__Challenge__
Counting only matches with the same capitalization, how many lines in the data below contain the string "building"? Reply with the number alone.

__Record list__
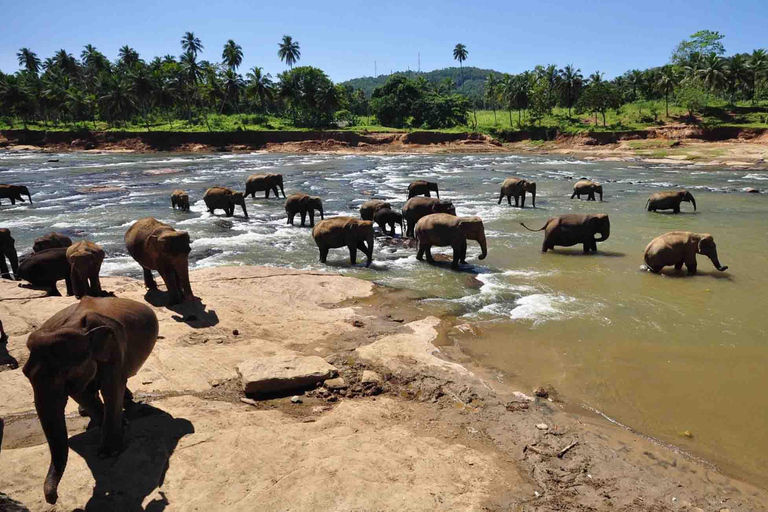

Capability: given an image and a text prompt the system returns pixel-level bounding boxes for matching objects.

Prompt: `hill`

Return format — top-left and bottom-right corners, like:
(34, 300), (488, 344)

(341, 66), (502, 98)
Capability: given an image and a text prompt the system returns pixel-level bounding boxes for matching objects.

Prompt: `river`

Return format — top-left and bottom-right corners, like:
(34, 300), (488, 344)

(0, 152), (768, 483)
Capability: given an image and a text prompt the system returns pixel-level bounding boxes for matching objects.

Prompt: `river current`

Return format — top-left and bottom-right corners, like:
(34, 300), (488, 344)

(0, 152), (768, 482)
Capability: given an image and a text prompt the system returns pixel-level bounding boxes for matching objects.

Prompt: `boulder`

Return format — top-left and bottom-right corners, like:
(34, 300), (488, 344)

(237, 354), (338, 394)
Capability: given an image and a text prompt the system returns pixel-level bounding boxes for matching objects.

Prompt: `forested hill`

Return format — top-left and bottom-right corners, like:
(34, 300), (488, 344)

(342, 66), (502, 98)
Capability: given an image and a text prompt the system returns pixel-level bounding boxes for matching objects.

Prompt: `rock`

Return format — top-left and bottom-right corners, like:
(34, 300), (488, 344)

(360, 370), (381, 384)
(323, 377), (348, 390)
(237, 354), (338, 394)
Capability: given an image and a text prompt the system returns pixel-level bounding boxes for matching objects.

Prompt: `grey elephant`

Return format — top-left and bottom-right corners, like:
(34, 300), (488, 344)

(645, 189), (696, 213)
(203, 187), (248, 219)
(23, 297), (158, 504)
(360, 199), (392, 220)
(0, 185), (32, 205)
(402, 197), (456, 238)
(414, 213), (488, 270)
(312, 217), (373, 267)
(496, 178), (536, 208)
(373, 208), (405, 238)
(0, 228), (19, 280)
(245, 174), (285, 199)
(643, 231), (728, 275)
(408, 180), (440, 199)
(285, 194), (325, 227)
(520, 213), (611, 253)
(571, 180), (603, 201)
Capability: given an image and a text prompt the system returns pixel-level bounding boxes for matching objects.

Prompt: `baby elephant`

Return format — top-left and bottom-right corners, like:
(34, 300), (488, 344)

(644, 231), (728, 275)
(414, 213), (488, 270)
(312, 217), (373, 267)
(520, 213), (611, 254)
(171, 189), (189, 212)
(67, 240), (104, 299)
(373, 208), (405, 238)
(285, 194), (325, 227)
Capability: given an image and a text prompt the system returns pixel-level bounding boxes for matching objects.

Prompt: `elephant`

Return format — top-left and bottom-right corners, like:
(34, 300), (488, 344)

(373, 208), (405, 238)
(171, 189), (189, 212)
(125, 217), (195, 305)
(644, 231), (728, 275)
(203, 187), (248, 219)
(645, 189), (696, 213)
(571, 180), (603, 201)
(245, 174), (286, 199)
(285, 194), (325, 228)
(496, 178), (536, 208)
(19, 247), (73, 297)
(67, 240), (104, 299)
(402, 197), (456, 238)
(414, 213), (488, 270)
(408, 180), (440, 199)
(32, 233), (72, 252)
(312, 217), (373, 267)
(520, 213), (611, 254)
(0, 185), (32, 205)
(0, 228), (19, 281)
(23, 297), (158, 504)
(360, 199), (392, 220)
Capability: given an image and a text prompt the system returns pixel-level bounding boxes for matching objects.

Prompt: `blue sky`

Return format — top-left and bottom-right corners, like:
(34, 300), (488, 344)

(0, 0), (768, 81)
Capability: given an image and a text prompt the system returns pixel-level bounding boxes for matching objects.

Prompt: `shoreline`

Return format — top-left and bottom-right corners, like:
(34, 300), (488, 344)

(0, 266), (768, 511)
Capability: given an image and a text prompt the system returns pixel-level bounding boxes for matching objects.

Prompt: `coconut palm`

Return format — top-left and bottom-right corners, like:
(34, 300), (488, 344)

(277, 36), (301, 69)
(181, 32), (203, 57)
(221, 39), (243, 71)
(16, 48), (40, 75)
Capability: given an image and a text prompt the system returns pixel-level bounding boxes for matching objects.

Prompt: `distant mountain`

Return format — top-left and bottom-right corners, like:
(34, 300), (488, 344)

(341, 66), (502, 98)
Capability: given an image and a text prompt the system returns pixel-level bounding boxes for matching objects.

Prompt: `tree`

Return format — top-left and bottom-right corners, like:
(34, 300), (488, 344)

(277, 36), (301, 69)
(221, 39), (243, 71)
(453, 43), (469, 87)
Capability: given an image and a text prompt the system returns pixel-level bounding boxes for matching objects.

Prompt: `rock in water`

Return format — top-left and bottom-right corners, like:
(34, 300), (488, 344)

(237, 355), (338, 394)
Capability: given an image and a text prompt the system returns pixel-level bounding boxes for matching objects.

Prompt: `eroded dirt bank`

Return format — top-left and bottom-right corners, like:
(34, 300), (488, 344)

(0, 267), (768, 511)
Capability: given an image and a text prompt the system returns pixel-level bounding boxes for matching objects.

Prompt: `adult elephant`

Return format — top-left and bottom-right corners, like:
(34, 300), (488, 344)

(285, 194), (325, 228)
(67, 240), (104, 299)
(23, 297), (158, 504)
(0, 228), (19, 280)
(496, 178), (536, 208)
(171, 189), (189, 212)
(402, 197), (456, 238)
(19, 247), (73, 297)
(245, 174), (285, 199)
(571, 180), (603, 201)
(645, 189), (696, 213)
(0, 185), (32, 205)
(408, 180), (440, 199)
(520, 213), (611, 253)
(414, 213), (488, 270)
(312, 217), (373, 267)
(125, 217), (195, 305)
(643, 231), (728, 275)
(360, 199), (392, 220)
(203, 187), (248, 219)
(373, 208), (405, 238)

---

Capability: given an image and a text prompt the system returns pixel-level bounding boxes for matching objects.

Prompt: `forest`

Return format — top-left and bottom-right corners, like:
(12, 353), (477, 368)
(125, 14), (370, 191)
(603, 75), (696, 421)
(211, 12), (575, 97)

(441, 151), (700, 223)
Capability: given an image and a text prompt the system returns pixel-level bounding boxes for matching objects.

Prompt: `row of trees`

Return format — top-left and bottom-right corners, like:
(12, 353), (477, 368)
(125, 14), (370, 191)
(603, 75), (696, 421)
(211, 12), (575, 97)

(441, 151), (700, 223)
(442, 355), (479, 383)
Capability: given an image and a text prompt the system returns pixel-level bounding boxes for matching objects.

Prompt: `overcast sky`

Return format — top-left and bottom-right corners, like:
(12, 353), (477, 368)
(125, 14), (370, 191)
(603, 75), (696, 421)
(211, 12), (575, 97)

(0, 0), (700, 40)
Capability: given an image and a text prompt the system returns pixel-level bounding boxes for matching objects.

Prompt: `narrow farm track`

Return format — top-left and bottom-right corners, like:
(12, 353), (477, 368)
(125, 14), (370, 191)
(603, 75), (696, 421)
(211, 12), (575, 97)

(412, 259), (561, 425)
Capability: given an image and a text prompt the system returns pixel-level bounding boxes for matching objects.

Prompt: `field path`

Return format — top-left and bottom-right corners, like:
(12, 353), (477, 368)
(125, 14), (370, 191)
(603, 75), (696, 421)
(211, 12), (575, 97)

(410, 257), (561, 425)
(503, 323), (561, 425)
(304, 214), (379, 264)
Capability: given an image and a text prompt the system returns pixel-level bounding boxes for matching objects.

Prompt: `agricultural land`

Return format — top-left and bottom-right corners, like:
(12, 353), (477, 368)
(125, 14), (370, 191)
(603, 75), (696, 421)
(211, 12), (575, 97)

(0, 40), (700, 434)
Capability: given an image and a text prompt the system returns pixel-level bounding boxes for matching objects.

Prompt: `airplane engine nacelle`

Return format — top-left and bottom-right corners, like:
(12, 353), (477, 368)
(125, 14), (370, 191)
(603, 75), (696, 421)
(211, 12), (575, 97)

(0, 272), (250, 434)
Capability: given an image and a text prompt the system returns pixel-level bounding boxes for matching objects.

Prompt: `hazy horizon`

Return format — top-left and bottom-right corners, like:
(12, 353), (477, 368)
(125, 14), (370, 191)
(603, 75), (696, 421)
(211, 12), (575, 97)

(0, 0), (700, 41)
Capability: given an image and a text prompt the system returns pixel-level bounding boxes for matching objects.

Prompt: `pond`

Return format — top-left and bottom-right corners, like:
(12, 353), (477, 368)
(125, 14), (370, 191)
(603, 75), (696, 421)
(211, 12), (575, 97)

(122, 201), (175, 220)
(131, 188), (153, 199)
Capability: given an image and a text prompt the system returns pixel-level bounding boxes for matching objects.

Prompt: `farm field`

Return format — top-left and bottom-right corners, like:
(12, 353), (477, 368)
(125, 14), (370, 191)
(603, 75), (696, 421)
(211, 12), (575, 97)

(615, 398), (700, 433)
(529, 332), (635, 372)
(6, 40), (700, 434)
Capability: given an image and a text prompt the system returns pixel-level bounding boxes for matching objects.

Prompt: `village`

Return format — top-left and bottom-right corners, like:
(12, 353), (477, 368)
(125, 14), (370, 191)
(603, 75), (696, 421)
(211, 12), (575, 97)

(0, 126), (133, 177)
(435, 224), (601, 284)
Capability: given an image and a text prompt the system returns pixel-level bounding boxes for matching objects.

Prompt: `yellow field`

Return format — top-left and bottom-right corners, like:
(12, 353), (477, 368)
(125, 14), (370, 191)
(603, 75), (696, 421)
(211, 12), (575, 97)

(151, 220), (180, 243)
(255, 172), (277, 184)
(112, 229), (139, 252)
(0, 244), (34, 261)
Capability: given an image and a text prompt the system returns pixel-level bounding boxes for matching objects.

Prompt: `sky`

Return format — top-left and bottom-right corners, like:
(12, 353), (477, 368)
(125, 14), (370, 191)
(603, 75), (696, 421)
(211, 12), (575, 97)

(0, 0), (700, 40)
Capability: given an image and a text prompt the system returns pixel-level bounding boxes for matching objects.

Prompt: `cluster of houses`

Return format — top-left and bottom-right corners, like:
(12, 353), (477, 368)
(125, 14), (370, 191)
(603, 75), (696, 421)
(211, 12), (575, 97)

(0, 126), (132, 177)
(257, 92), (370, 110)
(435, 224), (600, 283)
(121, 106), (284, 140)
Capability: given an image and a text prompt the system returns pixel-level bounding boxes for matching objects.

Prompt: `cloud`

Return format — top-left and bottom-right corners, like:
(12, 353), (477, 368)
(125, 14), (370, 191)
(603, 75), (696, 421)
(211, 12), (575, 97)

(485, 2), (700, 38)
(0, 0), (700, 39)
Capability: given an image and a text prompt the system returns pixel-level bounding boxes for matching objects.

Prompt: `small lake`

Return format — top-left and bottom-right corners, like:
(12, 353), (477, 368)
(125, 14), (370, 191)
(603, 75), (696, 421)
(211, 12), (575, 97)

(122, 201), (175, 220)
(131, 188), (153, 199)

...

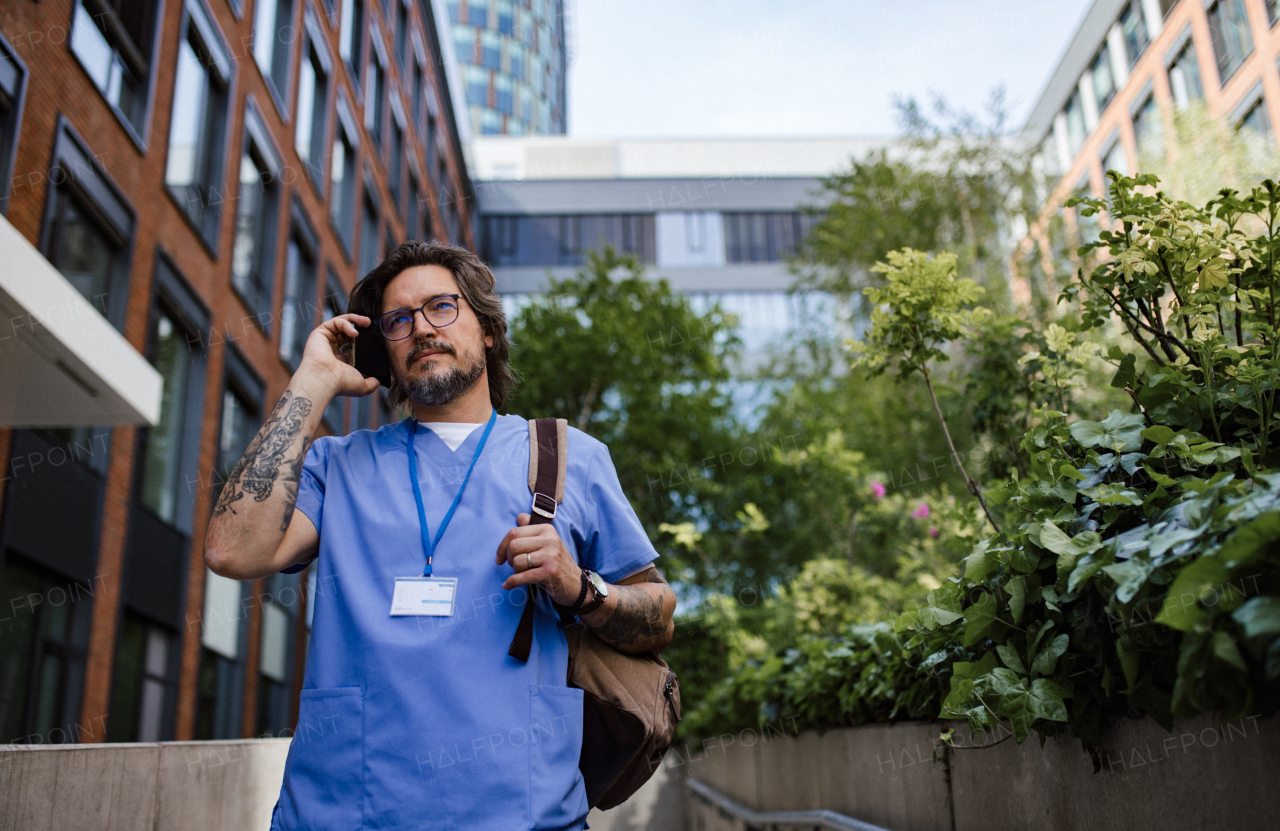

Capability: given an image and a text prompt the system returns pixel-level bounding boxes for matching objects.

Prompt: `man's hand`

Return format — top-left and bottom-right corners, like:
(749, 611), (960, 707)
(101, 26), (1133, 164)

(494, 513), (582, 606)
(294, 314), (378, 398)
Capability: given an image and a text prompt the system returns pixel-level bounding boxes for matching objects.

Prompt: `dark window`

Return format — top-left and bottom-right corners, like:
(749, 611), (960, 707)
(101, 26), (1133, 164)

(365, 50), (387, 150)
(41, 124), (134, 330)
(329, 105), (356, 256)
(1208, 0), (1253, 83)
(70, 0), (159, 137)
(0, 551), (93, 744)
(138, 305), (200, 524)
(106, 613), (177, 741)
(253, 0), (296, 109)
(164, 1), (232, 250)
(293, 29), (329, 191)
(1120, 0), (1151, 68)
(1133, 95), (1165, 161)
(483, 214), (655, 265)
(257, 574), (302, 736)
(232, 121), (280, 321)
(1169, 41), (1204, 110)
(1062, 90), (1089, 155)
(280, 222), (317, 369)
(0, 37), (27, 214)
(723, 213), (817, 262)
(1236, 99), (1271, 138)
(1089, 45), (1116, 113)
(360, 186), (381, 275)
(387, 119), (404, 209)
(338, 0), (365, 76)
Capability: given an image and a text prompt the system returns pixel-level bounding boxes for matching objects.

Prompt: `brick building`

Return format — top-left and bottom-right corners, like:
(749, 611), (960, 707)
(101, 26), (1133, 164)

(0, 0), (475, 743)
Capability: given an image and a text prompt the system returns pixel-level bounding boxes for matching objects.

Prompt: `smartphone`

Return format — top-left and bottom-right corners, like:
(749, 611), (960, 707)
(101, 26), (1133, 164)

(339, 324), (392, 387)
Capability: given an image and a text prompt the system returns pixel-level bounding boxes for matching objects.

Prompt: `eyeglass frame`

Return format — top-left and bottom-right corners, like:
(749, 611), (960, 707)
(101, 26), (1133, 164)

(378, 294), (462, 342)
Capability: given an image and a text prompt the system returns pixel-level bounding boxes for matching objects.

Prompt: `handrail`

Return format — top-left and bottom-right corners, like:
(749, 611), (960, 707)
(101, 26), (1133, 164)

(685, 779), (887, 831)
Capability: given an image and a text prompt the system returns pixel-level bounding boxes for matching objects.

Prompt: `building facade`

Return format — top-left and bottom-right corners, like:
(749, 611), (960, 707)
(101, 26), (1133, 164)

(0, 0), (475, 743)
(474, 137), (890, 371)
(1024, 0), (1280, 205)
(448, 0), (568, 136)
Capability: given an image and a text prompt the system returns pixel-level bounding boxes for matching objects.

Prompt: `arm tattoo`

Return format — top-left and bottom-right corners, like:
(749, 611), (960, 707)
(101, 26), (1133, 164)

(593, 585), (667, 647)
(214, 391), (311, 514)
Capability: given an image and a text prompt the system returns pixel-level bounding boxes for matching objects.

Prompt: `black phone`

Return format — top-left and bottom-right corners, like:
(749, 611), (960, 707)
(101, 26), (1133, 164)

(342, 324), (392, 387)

__Written solution__
2